**Tugas Anda:**
[A] Dalam teks, bagaimana paragraf yang diawali "Diberikan fasilitas kehidupan" dapat dipadatkan menjadi daftar berbutir yang memuat fakta utamanya?
[B] Jawablah pertanyaan berikut berdasarkan teks:
(i) Menurut ayat Hud [11]: 61, dari apa manusia diciptakan?
(ii) Apa yang ditundukkan sebagai sumber rizki?
(iii) Ayat mana yang menyebut bumi dijadikan mudah bagi manusia?

Diberikan fasilitas kehidupan dan kemampuan untuk memakmurkan dan membangunnya,
ditundukkannya daratan dan lautan sebagai sumber rizki, agar manusia bisa
bersyukur dan ingat kepada Allah.
Allah
berfirman, “Dia telah menciptakan kamu
dari bumi (tanah) dan menjadikan kamu pemakmurannya (maksudnya: manusia
dijadikan penghuni dunia untuk menguasai dan memkamurkan dunia)” (Hud [11]:
61).
Allah
berfirman, “Dialah yang menjadikan bumi
itu mudah bagi kamu, maka berjalanlah di segala penjurunya dan makanlah
sebagian dari rezki-Nya. Dan hanya kepada-Nya-lah kamu (kembali setelah)
dibangkitkan” (Al-Mulk [67]: 15).

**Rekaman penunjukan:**
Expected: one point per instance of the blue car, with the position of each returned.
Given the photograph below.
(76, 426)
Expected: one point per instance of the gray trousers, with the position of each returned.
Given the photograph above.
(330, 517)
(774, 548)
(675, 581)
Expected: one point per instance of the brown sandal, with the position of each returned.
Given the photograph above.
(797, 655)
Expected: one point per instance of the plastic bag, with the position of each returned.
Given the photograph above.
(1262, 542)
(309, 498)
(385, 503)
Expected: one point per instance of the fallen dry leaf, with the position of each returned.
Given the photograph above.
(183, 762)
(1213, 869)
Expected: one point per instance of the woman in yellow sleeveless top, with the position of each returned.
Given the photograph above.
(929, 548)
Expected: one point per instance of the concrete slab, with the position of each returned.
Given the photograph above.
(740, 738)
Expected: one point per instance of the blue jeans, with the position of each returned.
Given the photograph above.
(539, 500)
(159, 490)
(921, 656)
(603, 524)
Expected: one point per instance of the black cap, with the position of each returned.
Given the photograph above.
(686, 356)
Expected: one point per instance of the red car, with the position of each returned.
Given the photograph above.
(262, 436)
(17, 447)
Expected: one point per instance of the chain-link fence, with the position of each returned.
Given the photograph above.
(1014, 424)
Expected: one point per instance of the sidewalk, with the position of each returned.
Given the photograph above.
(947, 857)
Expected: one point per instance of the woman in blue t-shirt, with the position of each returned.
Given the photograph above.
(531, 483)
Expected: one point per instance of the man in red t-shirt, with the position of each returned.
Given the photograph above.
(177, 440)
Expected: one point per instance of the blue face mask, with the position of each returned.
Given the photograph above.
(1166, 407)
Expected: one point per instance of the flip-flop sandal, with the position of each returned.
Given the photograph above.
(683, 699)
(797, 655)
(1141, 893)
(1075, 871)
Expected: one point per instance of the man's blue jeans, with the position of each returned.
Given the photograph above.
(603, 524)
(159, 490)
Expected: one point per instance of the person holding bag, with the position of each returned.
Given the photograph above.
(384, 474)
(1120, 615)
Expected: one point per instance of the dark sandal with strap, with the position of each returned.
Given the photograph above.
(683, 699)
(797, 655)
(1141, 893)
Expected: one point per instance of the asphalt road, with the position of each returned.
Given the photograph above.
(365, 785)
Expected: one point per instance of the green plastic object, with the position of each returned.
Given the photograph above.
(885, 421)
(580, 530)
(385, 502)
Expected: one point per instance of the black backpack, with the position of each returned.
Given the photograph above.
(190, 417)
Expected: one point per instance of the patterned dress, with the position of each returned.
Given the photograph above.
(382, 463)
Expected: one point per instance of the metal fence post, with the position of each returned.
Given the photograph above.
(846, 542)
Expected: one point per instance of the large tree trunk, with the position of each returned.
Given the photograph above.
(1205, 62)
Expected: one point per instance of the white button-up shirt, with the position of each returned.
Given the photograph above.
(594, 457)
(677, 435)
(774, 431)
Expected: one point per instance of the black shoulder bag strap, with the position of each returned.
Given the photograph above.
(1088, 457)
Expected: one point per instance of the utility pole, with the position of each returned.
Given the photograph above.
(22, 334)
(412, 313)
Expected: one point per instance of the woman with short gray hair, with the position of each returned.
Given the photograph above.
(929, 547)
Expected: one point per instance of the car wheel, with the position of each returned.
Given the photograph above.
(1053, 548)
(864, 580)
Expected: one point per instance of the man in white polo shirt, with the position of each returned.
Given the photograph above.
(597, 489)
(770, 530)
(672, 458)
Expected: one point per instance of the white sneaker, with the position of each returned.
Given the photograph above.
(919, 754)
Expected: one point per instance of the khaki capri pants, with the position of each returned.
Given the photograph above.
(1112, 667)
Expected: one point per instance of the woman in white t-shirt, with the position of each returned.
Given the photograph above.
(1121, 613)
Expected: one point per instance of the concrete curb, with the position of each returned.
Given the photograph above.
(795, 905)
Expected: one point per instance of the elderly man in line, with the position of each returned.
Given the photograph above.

**Kunci Jawaban:**
[A]
- Diberikan fasilitas kehidupan serta kemampuan untuk memakmurkan dan membangunnya.
- Daratan dan lautan ditundukkan sebagai sumber rizki.
- Tujuannya agar manusia bersyukur dan ingat kepada Allah.

[B]
(i) Dari bumi (tanah).
(ii) Daratan dan lautan.
(iii) Al-Mulk [67]: 15.